─── Passage for review ───

The Republican attorney general of Texas, Ken Paxton, is currently seeking a court order requiring gender screening for athletes and seeking an injunction to prevent the NCAA from “falsely and deceptively claiming that only biological women may participate in female-specific competitions”.
This comes after the NCAA already changed its policy for transgender athletes earlier this month just one day after President Donald Trump signed an executive order intended to ban transgender women from competing in women’s and girl’s sports.
His executive order also threatens to withhold federal funding from any schools or universities that allow trans women and girls to compete on women’s and girl’s sport teams.
But, Paxton’s lawsuit is signalling that the NCAA hasn’t gone far enough to prevent trans athletes from competing.
The lawsuit claims that the NCAA has no mechanism for screening the biological sex of athletes, suggesting that “the NCAA’s lack of sex-screening has allowed (and will continue to allow) biological men to surreptitiously participate in ‘women’s’ sports categories”.

───

To do ::
Write the next few sentences of the news report on Ken Paxton's lawsuit against the NCAA, picking up after its final sentence. These records come from a separate source.

─── Dataset ───

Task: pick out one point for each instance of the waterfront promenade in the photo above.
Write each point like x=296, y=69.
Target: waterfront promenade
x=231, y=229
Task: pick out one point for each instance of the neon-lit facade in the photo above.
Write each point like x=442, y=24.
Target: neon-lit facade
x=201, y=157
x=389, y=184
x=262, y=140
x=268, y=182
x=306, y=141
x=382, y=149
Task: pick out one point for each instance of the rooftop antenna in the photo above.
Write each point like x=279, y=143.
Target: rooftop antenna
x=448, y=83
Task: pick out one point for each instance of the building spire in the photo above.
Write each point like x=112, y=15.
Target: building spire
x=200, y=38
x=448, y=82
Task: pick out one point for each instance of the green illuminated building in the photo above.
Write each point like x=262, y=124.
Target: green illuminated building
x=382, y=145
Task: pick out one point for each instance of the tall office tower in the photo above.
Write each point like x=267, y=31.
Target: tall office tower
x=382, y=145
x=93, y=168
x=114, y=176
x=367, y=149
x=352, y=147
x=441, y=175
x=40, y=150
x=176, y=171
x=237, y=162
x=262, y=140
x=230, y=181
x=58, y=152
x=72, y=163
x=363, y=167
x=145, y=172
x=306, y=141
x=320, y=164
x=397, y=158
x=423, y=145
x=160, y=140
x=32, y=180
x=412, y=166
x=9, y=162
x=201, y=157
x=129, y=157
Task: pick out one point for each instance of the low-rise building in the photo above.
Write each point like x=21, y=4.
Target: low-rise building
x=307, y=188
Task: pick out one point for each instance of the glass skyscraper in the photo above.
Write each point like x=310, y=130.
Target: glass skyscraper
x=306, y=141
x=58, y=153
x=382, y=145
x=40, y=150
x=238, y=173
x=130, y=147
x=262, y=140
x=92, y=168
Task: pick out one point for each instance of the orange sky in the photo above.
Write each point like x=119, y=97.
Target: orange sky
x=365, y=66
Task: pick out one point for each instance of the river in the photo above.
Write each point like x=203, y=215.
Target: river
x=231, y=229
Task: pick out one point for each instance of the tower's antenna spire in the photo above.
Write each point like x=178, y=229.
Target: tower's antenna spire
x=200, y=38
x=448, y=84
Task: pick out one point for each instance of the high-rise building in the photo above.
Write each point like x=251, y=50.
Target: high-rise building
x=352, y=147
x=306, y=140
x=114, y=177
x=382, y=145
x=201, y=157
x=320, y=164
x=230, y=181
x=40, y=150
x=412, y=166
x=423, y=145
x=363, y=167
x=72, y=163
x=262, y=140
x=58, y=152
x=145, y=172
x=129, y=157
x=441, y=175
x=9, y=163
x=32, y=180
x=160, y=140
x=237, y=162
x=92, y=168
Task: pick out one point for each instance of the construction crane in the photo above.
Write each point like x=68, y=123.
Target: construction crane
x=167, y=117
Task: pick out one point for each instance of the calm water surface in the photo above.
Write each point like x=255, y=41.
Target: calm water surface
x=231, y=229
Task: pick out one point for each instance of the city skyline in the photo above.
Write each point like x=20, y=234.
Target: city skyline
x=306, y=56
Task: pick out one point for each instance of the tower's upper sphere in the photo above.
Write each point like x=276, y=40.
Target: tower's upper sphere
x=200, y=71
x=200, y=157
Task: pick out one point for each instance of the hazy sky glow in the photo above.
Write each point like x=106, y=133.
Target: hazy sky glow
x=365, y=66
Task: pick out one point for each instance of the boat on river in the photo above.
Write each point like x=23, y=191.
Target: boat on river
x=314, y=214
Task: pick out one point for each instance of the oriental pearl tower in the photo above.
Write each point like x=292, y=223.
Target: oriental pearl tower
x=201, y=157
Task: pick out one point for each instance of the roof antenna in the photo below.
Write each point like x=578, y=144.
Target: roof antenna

───

Task answer ::
Paxton also said that the NCAA has left “ample opportunity for biological men to alter their birth records and participate in women’s sports”.
The organisation denies this, telling the Associated Press that any student athlete who is “assigned male at birth may not compete on a women’s team with amended birth certificates or other forms of ID”.
However, the policy allows athletes who are assigned male at birth to practice with women’s teams and receive benefits such as medical care.
The NCAA has 1,100 member schools covering 500,000 athletes, with NCAA President Charlie Baker saying in December that he was aware of only 10 transgender athletes competing across the organisation.